Objectif A: D'après l'extrait sur Gaza, de quoi les islamistes profitent-ils pour tenter une incursion et recruter ?

Extrait du document:
|---|
Gaza n’est que ruines et, de surcroit, en plus de toute la corruption dont l’homme est capable, l’Organisation et les intégristes font des tentatives de division se tuent entre eux. Les islamistes mettent à profit tout conflit familial, tout désespoir, pour tenter une incursion et faire du recrutement. La suspicion est de rigueur. Pourtant, il y a des petites joies, de l’espoir, la population est jeune mais que de haine, de mépris de la part de l’occupant.
|---|
Objectif B: Sélectionnez chaque ligne des enregistrements qui contient le mot « hair ».
|---|
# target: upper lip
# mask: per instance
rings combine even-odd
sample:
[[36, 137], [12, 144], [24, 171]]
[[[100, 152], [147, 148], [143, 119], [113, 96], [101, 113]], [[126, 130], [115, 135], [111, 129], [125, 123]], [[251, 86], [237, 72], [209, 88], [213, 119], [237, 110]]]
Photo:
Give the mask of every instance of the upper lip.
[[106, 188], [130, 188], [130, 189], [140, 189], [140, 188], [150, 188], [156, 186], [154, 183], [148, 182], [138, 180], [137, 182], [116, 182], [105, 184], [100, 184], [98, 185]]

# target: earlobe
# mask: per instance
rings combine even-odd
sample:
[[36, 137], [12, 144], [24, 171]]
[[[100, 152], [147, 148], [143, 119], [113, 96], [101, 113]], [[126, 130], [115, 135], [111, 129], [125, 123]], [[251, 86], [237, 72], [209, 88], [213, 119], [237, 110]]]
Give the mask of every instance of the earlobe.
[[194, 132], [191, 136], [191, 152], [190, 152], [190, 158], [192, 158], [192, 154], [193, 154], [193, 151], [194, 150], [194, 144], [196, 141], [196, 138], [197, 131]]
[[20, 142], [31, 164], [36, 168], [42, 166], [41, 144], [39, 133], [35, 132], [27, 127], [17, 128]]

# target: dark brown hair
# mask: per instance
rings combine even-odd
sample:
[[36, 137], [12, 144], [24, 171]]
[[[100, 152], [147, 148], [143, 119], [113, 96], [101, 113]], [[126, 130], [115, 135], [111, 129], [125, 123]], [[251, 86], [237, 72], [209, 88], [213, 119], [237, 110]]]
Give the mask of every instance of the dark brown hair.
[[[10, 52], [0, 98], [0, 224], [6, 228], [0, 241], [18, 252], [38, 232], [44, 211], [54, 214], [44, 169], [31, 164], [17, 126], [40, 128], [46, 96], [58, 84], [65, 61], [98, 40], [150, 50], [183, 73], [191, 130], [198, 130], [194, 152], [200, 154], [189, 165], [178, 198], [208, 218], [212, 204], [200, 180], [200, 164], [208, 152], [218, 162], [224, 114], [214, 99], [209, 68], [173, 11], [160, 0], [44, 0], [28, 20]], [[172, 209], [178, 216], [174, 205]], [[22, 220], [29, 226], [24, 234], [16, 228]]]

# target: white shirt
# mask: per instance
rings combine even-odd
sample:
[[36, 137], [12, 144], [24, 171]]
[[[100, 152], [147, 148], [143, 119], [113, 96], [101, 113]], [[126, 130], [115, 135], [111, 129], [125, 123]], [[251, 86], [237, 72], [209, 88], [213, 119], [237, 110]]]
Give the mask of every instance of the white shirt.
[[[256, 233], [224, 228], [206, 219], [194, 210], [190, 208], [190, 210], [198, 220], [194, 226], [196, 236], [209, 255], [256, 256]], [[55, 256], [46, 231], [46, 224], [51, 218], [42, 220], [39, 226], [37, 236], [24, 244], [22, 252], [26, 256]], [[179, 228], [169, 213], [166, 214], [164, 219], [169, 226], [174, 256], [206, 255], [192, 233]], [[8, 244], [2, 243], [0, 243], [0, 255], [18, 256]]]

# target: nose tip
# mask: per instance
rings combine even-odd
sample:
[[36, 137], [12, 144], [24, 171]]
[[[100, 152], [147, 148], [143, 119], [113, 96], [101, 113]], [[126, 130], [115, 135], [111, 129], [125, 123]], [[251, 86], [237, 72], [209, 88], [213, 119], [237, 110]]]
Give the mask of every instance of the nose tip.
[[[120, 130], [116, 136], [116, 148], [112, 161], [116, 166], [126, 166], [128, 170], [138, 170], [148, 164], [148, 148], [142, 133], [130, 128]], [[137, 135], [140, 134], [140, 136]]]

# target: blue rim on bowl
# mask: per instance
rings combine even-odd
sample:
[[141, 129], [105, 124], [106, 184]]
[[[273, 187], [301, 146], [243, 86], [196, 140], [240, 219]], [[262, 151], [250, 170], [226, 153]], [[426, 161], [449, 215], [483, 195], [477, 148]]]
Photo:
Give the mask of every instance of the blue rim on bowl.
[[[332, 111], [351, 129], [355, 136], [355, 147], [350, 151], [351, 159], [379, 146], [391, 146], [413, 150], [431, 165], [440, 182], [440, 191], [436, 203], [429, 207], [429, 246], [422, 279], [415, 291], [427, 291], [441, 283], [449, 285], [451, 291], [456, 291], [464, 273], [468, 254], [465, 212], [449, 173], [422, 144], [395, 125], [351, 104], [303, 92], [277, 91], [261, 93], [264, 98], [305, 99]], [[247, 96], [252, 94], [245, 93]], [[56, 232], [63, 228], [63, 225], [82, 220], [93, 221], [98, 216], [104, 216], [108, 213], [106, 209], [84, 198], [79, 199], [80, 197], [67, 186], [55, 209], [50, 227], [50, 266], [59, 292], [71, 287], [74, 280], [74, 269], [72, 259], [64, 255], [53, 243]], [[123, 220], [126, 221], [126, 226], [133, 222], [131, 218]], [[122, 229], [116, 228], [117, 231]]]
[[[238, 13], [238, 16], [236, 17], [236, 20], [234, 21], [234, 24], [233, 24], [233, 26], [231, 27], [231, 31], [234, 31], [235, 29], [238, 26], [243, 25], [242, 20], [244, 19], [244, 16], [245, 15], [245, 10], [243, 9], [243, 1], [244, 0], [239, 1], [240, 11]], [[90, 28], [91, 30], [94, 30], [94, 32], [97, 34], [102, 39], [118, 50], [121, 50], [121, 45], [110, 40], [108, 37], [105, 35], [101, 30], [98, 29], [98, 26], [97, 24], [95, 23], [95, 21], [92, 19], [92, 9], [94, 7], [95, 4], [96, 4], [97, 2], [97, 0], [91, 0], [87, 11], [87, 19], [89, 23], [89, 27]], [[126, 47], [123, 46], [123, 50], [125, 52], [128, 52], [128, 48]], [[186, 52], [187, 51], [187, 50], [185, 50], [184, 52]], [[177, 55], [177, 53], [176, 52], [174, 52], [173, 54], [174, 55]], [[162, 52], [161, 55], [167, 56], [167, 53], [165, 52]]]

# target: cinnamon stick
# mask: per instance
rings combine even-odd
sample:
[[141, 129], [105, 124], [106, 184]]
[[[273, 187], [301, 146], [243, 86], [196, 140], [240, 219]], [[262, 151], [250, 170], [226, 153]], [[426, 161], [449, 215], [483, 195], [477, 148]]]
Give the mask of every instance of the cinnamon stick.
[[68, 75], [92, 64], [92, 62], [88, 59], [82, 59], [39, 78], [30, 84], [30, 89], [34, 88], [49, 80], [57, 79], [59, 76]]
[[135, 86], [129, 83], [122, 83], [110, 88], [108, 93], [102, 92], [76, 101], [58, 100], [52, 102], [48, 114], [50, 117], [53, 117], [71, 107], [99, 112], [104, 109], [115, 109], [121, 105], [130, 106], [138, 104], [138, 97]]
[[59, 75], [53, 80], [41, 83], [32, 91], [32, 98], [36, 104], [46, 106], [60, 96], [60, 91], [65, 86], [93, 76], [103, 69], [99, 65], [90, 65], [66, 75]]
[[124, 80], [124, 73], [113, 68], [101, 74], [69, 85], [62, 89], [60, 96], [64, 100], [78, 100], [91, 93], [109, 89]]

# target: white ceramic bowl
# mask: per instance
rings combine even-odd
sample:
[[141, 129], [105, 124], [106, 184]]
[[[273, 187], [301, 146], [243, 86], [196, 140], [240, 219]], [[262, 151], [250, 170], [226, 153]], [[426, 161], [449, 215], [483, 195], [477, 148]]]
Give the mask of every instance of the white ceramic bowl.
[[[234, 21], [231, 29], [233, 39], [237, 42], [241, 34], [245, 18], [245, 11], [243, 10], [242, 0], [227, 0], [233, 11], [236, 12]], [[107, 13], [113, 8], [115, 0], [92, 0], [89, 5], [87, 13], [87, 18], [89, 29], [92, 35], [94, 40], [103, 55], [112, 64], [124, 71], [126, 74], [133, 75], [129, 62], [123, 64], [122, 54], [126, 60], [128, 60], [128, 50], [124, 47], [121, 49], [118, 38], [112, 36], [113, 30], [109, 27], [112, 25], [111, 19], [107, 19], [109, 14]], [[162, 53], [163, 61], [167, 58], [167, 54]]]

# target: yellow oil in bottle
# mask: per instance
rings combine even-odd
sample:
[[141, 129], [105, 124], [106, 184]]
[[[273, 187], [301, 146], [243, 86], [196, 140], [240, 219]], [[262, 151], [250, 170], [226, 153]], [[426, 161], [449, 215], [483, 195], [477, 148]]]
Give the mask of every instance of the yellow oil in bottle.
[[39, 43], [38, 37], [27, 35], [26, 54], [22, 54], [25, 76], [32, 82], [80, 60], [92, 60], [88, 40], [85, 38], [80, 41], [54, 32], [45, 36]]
|---|
Réponse A: Ils profitent de tout conflit familial et de tout désespoir.

Réponse B:
# target: dark brown hair
Give the mask of every instance of the dark brown hair.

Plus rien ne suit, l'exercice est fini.